Record excerpts =

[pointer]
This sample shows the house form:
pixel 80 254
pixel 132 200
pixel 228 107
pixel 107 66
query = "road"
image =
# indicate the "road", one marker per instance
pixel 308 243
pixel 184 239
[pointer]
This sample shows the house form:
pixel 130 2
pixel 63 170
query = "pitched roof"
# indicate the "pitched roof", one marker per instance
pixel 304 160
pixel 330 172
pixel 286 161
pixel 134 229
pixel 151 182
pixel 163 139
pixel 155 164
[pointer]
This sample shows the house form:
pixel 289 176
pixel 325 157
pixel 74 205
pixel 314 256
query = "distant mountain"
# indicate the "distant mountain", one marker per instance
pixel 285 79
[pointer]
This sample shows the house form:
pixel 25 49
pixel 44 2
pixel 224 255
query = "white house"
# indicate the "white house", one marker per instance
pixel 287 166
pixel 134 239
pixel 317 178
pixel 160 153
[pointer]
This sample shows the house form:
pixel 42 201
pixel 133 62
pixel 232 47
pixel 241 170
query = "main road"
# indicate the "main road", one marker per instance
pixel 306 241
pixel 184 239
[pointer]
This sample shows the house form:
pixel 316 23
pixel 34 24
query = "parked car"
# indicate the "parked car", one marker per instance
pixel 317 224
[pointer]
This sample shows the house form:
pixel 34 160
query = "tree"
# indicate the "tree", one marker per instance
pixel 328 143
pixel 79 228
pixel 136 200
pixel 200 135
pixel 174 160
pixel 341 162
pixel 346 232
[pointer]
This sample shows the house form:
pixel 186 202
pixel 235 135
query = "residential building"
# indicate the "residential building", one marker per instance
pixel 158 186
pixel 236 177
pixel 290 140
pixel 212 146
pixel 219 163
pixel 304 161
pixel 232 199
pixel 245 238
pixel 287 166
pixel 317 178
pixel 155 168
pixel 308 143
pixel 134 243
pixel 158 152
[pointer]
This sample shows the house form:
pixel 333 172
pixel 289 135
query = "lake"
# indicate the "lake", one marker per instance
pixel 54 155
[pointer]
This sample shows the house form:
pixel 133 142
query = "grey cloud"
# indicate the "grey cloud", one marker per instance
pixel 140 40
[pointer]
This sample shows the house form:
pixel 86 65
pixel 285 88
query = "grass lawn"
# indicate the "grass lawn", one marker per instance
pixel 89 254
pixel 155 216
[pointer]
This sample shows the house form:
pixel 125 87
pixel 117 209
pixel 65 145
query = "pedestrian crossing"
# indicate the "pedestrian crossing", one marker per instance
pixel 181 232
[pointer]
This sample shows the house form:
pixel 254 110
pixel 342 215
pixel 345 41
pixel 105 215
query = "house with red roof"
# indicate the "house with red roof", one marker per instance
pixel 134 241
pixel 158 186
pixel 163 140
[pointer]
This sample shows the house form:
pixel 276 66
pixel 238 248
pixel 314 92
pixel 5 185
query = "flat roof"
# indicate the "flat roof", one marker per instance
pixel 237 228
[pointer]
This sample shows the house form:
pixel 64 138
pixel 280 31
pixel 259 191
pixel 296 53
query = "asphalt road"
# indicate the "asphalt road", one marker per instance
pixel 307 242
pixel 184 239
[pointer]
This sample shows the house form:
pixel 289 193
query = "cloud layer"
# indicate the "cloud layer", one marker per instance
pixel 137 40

Work item = Give back the complete data exactly as supplied.

Solution below =
[pointer]
This sample shows the house form:
pixel 80 254
pixel 132 200
pixel 228 107
pixel 107 66
query = "road"
image =
# indicate the "road", one marker per instance
pixel 308 243
pixel 184 239
[pointer]
This sample shows the house form:
pixel 130 2
pixel 63 170
query = "pitched roof"
# indicate the "pitched roof", one marker per instance
pixel 304 160
pixel 330 172
pixel 286 161
pixel 134 229
pixel 151 182
pixel 163 139
pixel 155 164
[pointer]
This sample shows the house form:
pixel 289 176
pixel 325 157
pixel 74 205
pixel 314 256
query = "distant mountain"
# indicate the "distant mountain", one marker per instance
pixel 285 79
[pointer]
This sample shows the house form:
pixel 25 49
pixel 44 2
pixel 224 255
query = "white house"
# indicate the "white house", one marker per instance
pixel 287 166
pixel 134 239
pixel 317 178
pixel 160 153
[pointer]
This sample shows the house form:
pixel 42 201
pixel 133 62
pixel 232 47
pixel 241 170
query = "main road"
# indicate the "main road", one marker per instance
pixel 306 241
pixel 184 239
[pointer]
This sample shows the house form:
pixel 316 23
pixel 34 24
query = "parked car"
# indicate the "parked car", one marker per instance
pixel 317 224
[pointer]
This sample shows the house form:
pixel 34 160
query = "tree"
# indicate the "tree", one marker per instance
pixel 328 143
pixel 79 228
pixel 136 200
pixel 200 135
pixel 174 160
pixel 341 162
pixel 346 232
[pointer]
This sample shows the house form:
pixel 186 202
pixel 235 135
query = "residential building"
# indicate the "residential building", one marker per instance
pixel 158 186
pixel 236 177
pixel 290 140
pixel 212 146
pixel 219 163
pixel 304 161
pixel 232 199
pixel 245 238
pixel 287 166
pixel 317 178
pixel 155 168
pixel 308 143
pixel 134 243
pixel 158 152
[pointer]
This sample shows the house form:
pixel 333 172
pixel 289 135
query = "lake"
# indicate the "lake", one marker per instance
pixel 54 155
[pointer]
This sample shows the house form:
pixel 133 142
query = "grey cloud"
# indicate the "grey cloud", one marker per instance
pixel 140 40
[pointer]
This sample shows the house form:
pixel 86 65
pixel 285 88
query = "grass lawn"
# indicate the "grass lawn", one marker per instance
pixel 89 254
pixel 155 216
[pointer]
This sample shows the house form:
pixel 125 87
pixel 117 209
pixel 65 145
query = "pedestrian crossing"
# indicate the "pedestrian crossing", one marker per instance
pixel 181 232
[pointer]
This sample shows the house form:
pixel 254 110
pixel 342 215
pixel 345 41
pixel 105 215
query = "house with red roof"
# indicate the "house with red roof", one marker per instance
pixel 134 241
pixel 158 186
pixel 163 140
[pointer]
This sample shows the house form:
pixel 276 66
pixel 238 248
pixel 314 92
pixel 5 185
query = "flat roof"
# indicate the "flat roof", one marker per instance
pixel 237 228
[pointer]
This sample shows the house form:
pixel 64 138
pixel 280 31
pixel 259 191
pixel 296 53
query = "asphalt road"
# indicate the "asphalt road", one marker per instance
pixel 307 242
pixel 184 239
[pointer]
This sample shows the house form:
pixel 289 193
query = "cloud layer"
# indicate the "cloud layer", one marker per instance
pixel 137 40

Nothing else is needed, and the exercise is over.